Return the exact lines from the one containing "If you could pick out the white car" through the final line of the material below, with both ends kept.

────────

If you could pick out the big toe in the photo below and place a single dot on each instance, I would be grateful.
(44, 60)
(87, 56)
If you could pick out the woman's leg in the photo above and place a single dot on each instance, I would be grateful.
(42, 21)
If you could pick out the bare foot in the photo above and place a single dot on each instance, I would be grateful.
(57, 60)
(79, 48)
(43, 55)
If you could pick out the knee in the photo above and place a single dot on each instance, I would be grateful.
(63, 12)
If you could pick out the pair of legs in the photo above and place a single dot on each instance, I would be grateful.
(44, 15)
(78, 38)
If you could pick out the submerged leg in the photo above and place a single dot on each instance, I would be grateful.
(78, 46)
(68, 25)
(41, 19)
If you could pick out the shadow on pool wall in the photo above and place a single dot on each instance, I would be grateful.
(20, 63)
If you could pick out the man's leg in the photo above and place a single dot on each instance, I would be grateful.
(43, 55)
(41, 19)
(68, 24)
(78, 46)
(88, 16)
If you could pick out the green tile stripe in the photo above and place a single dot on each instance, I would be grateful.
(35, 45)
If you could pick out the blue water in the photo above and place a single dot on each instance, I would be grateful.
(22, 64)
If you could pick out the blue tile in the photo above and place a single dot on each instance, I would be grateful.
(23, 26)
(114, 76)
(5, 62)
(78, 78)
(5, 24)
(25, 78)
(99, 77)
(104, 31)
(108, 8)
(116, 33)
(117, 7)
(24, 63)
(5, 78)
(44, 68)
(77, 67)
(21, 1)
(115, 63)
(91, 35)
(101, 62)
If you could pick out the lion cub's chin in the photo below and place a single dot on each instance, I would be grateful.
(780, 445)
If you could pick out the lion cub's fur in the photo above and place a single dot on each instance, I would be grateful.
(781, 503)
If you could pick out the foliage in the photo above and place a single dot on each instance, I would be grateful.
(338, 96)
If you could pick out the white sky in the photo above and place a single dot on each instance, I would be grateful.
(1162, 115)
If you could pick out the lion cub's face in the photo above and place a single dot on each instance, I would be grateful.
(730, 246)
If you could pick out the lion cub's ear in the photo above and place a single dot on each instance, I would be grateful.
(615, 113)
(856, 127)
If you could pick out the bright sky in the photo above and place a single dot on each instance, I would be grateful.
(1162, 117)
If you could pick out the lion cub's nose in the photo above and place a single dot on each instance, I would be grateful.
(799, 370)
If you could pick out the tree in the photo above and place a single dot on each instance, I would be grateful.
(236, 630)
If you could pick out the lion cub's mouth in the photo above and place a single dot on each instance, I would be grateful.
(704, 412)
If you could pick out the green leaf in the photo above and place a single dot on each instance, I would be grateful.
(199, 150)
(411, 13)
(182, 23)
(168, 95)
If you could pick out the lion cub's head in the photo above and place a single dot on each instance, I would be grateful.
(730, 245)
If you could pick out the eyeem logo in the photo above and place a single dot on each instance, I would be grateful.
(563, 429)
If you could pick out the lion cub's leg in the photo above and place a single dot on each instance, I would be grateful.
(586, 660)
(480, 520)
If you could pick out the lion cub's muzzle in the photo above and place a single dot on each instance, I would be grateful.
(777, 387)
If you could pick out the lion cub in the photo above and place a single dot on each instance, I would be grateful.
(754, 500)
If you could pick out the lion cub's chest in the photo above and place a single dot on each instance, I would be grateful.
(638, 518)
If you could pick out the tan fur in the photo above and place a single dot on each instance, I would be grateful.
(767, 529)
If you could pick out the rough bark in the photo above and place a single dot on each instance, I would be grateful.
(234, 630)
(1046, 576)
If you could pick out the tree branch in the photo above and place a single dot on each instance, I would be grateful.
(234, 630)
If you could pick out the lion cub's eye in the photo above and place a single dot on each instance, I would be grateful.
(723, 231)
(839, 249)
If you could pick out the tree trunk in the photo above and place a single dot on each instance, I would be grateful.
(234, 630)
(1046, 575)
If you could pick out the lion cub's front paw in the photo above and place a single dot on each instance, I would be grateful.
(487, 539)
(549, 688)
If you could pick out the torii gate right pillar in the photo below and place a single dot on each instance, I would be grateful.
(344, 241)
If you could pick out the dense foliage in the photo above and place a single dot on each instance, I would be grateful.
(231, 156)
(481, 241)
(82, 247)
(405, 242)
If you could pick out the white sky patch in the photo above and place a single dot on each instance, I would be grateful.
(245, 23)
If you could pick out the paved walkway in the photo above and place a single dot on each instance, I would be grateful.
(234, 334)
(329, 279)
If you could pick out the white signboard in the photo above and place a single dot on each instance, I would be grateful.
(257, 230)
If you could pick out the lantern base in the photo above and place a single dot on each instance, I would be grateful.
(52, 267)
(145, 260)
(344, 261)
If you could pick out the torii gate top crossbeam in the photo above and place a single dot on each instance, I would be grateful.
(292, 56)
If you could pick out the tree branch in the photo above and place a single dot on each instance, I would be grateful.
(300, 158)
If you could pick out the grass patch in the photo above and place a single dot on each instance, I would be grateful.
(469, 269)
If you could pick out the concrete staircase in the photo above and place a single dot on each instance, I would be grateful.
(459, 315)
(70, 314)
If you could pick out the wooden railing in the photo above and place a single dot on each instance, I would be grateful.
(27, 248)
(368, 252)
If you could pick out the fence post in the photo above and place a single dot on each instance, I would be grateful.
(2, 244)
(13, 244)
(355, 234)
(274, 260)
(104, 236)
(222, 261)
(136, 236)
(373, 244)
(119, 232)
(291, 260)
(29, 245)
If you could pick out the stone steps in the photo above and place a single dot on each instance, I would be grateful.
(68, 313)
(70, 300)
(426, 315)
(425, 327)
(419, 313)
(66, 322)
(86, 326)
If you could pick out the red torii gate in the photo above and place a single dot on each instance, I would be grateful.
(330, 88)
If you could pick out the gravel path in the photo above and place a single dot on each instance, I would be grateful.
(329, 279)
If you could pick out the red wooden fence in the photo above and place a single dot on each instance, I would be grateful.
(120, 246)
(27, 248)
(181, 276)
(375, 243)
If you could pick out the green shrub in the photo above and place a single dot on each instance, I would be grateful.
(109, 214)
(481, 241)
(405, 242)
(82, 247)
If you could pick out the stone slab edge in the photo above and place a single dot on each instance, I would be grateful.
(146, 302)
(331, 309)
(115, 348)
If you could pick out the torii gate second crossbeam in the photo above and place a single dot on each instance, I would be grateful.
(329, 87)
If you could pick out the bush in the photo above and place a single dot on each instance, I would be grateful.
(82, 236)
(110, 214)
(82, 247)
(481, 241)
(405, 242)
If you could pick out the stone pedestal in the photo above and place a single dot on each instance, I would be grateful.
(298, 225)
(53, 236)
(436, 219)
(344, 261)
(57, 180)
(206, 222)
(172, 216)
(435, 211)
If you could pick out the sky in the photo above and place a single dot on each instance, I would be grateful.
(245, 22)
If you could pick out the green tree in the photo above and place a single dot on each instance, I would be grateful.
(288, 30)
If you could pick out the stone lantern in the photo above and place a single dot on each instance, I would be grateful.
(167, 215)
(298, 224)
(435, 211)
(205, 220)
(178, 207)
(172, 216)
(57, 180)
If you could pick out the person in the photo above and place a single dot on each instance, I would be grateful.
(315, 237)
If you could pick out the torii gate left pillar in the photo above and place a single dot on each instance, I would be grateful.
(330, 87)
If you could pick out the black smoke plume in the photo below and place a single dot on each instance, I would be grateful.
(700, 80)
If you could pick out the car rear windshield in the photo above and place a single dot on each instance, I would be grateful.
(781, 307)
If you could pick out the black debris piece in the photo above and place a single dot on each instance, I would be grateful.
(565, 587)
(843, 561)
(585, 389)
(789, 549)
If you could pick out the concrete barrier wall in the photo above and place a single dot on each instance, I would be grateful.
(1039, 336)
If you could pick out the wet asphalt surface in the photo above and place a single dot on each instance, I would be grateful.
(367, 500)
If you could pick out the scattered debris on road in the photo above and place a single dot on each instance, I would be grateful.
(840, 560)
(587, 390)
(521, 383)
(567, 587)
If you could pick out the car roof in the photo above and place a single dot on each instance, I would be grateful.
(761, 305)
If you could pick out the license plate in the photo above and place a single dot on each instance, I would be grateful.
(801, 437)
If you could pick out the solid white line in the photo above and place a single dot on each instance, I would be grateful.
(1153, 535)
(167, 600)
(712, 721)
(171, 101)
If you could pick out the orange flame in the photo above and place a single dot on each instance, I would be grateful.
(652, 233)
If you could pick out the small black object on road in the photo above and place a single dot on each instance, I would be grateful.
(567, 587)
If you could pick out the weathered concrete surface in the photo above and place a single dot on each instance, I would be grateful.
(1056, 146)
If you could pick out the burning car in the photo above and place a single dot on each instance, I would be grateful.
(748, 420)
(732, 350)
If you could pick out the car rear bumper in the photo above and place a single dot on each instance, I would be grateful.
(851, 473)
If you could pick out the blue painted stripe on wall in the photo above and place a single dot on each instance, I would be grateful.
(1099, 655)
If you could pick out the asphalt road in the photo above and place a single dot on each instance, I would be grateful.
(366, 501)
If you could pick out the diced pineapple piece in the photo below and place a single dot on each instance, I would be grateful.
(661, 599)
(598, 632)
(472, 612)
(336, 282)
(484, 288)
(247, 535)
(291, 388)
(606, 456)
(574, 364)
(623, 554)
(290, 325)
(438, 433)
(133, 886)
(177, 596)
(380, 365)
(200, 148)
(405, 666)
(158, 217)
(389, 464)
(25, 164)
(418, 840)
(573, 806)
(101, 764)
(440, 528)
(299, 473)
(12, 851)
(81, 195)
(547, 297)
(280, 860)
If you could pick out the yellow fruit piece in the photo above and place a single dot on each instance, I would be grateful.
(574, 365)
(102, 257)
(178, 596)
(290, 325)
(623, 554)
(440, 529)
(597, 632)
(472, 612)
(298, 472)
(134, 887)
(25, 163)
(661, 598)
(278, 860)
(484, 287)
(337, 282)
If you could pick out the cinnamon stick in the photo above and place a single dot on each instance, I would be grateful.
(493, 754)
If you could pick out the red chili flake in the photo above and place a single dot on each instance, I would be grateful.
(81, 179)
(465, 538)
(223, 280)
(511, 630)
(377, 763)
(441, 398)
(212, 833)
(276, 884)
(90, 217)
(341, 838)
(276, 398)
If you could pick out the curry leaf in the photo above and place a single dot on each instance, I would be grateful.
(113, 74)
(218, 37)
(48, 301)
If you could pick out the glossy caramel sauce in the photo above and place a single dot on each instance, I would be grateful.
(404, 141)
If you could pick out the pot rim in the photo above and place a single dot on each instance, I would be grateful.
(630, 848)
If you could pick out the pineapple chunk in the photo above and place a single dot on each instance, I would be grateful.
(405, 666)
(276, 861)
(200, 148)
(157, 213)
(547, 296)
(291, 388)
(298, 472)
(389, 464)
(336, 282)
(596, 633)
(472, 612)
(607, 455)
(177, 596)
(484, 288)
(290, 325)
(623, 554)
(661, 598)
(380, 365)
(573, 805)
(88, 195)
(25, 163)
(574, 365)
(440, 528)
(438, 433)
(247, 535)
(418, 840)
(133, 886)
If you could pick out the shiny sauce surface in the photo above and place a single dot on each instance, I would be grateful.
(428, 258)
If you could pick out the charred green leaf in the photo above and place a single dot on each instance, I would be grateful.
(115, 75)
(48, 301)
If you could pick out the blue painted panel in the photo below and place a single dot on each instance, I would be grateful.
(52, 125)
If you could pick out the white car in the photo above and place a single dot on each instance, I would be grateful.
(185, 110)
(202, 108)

────────

Exercise response =
If you could pick out the white car in the photo above and place a single dot on each instance, I would be grateful.
(185, 110)
(202, 108)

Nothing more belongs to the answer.